A vaginal pessary is a plastic or rubber ring, similar to a diaphragm or cervical cap, that is inserted in the vagina to support the prolapsed organ by pushing it up and back into place, and aims to relieve associated symptoms of prolapse. Pessaries are made of latex or silicone and come in different shapes and sizes. Ring pessaries are the most commonly used, but may not be right for every women.


Pessaries need to be individually fitted and it may be a matter of trial and error, trying different shapes and sizes, to find the one that is right for you. The right size pessary will feel comfortable when it is inside the vagina and not fall out when you walk, cough or bend.  It should not interfere with emptying your bladder or bowels.  You may, however, need to give some support on your perineum when you open your bowels to prevent the pessary from coming out when bearing down. Some pessaries may interfere with sexual intercourse, while others may cause no significant interference.  A ring pessary may be left in place during sex if it is comfortable for you and your partner, but some women prefer to take it out before intercourse and put it back in afterwards. Your GP, nurse or women's health physiotherapist can show you how to do this.

- ENTRIES SHOWN -

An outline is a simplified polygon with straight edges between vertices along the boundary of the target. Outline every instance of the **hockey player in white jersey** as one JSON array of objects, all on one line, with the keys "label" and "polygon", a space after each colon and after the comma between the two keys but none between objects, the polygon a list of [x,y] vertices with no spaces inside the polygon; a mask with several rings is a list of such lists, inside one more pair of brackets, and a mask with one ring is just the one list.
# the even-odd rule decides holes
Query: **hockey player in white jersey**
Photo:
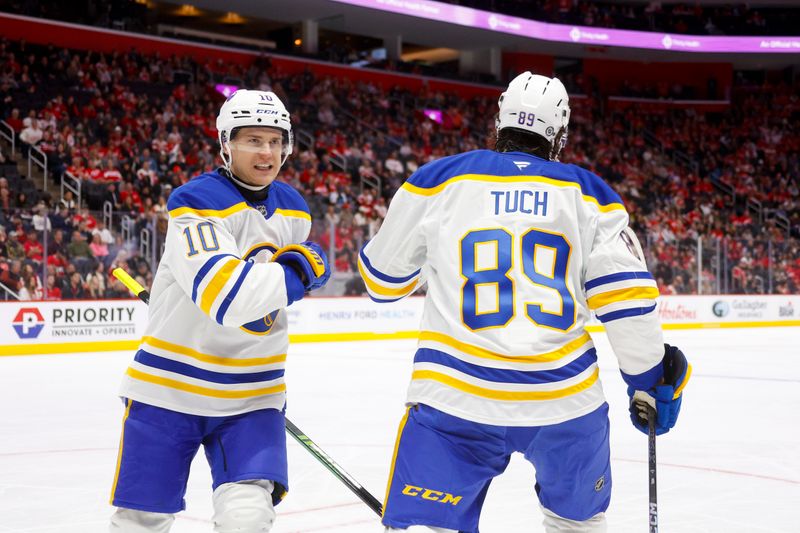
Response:
[{"label": "hockey player in white jersey", "polygon": [[292,153],[280,99],[237,91],[217,130],[224,168],[169,198],[149,324],[122,384],[113,532],[168,531],[201,445],[214,531],[269,531],[288,490],[284,308],[330,271],[319,246],[304,242],[305,200],[274,181]]},{"label": "hockey player in white jersey", "polygon": [[605,531],[608,405],[585,325],[605,325],[638,402],[676,422],[690,367],[665,345],[658,289],[619,196],[558,162],[569,98],[521,74],[500,97],[495,150],[429,163],[395,194],[359,255],[370,296],[427,282],[408,410],[383,524],[476,533],[492,479],[521,452],[548,532]]}]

- PROBLEM 1 -
Condense the paragraph of the pessary passage that begins "Pessaries need to be individually fitted" into a short bulleted list, keeping its main facts.
- PROBLEM 2 -
Reproduce the part of the pessary passage starting with "A vaginal pessary" and going on through "for every women.".
- PROBLEM 3 -
In the pessary passage, what materials are pessaries made of?

- ANSWER SECTION 1 -
- Pessaries are fitted individually, which may take trial and error with different shapes and sizes.
- The right size feels comfortable and doesn't fall out when walking, coughing or bending.
- It shouldn't interfere with emptying the bladder or bowels, though supporting the perineum may be needed when bearing down.
- Some pessaries may interfere with sex and others may not. A ring pessary can stay in during sex if it's comfortable, or it can be removed and reinserted afterward.
- A GP, nurse or women's health physiotherapist can show how to do this.

- ANSWER SECTION 2 -
A vaginal pessary is a plastic or rubber ring, similar to a diaphragm or cervical cap, that is inserted in the vagina to support the prolapsed organ by pushing it up and back into place, and aims to relieve associated symptoms of prolapse. Pessaries are made of latex or silicone and come in different shapes and sizes. Ring pessaries are the most commonly used, but may not be right for every women.

- ANSWER SECTION 3 -
Latex or silicone.